▶ [ABOUT THIS TASK]
Count the lines below that contain "white". Answer with the number alone.

**** DATA RECORDS

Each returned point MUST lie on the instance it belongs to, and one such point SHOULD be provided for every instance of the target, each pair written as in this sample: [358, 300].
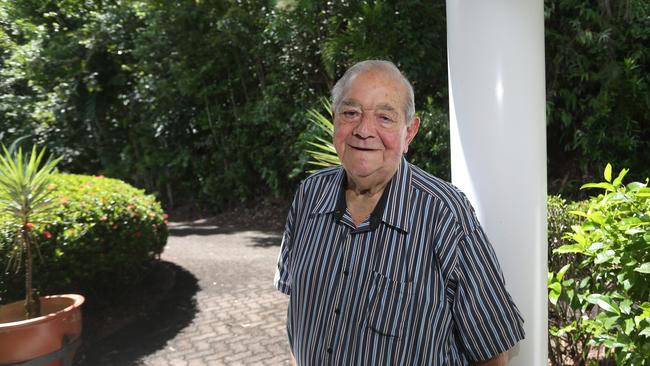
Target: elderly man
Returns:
[385, 264]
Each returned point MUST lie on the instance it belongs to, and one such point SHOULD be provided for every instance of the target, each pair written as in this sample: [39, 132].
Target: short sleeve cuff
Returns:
[283, 287]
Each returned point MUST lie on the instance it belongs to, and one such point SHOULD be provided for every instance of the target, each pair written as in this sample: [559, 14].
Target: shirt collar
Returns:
[392, 208]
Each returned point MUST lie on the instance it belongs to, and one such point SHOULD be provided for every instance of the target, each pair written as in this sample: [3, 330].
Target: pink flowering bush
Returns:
[102, 235]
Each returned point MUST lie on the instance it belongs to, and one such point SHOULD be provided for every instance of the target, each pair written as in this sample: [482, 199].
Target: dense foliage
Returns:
[597, 87]
[205, 101]
[600, 297]
[101, 235]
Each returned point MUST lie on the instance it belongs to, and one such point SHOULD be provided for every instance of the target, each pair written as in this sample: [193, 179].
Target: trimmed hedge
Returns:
[103, 235]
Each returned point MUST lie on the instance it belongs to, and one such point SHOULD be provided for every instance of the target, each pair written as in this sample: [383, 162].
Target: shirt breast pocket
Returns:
[387, 307]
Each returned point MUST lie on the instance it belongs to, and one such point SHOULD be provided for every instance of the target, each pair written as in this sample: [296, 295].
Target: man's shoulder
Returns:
[321, 180]
[432, 185]
[325, 173]
[448, 195]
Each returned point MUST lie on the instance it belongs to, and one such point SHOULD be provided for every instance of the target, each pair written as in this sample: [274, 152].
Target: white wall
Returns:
[498, 144]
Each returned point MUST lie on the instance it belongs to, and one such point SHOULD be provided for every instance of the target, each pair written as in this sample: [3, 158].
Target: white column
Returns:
[498, 144]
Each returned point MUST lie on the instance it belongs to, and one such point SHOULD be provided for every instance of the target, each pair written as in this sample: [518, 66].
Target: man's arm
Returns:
[500, 360]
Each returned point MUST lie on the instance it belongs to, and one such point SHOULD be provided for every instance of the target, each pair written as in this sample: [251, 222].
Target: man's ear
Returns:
[411, 131]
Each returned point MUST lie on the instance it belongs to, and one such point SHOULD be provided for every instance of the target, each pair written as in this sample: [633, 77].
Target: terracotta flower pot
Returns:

********

▶ [ANSWER SECTION]
2